Quote the data below in full, please, without altering anything.

## Start EXERCISE DATA

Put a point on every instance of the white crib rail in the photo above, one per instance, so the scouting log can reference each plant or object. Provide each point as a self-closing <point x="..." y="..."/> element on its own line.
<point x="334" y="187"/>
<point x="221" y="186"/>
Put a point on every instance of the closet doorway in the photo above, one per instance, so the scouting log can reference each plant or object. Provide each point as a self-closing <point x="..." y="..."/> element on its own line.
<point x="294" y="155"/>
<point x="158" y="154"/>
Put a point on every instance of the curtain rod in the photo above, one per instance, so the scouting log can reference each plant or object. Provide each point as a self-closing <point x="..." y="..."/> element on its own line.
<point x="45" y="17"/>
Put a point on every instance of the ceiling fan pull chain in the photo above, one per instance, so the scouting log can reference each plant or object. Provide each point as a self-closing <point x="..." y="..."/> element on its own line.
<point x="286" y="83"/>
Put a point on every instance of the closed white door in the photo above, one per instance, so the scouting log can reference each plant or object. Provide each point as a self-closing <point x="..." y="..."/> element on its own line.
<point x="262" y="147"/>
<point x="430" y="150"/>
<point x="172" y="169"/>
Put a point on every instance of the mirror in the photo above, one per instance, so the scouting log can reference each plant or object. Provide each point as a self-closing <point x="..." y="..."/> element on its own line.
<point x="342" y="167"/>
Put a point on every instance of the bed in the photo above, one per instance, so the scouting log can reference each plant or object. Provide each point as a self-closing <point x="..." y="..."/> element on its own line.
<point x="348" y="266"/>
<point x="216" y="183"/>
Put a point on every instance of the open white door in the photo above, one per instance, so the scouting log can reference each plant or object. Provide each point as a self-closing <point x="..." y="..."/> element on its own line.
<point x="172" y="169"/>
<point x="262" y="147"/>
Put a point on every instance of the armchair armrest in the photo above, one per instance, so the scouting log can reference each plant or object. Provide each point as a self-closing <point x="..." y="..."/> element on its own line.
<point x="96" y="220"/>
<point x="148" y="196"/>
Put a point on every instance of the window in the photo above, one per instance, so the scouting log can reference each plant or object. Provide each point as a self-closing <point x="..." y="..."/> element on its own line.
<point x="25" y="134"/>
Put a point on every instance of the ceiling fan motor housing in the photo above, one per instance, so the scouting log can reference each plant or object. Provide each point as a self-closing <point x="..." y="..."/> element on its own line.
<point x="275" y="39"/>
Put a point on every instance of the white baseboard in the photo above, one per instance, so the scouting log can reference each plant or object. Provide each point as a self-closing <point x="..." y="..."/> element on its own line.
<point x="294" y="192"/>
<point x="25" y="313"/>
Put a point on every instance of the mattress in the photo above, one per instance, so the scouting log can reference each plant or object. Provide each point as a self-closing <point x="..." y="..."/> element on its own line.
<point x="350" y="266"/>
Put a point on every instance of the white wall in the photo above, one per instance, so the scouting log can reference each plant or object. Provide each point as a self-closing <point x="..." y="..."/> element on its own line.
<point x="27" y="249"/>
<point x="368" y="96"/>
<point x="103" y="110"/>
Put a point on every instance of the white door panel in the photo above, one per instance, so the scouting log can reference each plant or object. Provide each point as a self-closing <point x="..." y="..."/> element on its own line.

## End EXERCISE DATA

▶ [EXPECTED ANSWER]:
Put a point on every instance of the white crib rail in the photo above, one per instance, so the scouting log can reference each plant or object. Provide each point as a self-closing <point x="..." y="..."/> element on its own line.
<point x="334" y="187"/>
<point x="221" y="186"/>
Put a point on every instance of the closet doorway in the photo above, one per instance, so the scouting log can reference each plant or object. Provide each point as a self-closing <point x="..." y="..."/> element on its own line.
<point x="294" y="155"/>
<point x="158" y="154"/>
Put a point on every instance of the curtain rod in the photo above, one per instance, so the scouting log can reference each plant or object. Provide each point as a self-closing <point x="..." y="..."/> element on its own line.
<point x="45" y="17"/>
Put a point on every instance of the ceiling fan pull chain in the photo above, one per instance, so the scouting log can reference each plant or object. Provide each point as a self-closing <point x="..." y="..."/> element on its own line.
<point x="286" y="83"/>
Put a point on every instance of the closed white door in the photo above, one per instance, so the scouting log can reference each plant or object. Provide each point as a self-closing <point x="..." y="..."/> element on its own line.
<point x="262" y="147"/>
<point x="430" y="150"/>
<point x="172" y="169"/>
Put a point on every instance of the mirror in the photo above, one per instance, so the scouting log can reference each plant or object. Provide each point as a self-closing <point x="..." y="..."/> element on its own line.
<point x="342" y="167"/>
Put a point on every instance of the bed in the photo above, one per instance, so the scouting log can reference each plant or object. Provide each point as a self-closing <point x="..." y="..."/> element on its own line.
<point x="348" y="266"/>
<point x="216" y="183"/>
Put a point on every instance of the open white door in the photo above, one per instance, so the scouting log can reference each plant or object. Provide each point as a self-closing <point x="..." y="..."/> element on its own line.
<point x="172" y="169"/>
<point x="262" y="147"/>
Put a point on every instance of the armchair armrest in the photo above, one per instance, so the scouting log can reference each plant or object. Provide each point as a self-closing <point x="..." y="..."/> element on its own line.
<point x="96" y="220"/>
<point x="148" y="196"/>
Put a point on every instance of the window in the photo above, one per instance, so the scouting log can reference each plant or object. Provide each point as a self-closing <point x="..." y="..."/> element on its own line.
<point x="25" y="134"/>
Put a point on every instance of the ceiling fan motor housing in the photo above, one per instance, so the scouting log can reference each plant or object. Provide each point as a self-closing <point x="..." y="..."/> element on its own line.
<point x="275" y="39"/>
Put a point on every instance of the white baseboard in the photo above, one per instance, so the scouting log can reference each plant or object. Provide each point as a self-closing <point x="..." y="..."/> element on its own line.
<point x="294" y="192"/>
<point x="25" y="313"/>
Put a point on every instance of the mattress in the photo above, one per instance, so the scouting log can reference each plant or object. Provide each point as a self-closing <point x="..." y="..."/> element on its own line.
<point x="350" y="266"/>
Put a point on every instance of the white wall in the photo above, one per instance, so the scouting log can reference each plant or object. Provide each point as a self-closing <point x="..." y="..."/> element on its own line.
<point x="27" y="249"/>
<point x="368" y="96"/>
<point x="103" y="110"/>
Put a point on every instance of the white door panel in the photo above, one per instance, so the scouting log can reference each plant or object. Provide each point as a self-closing <point x="..." y="..."/> element on its own line.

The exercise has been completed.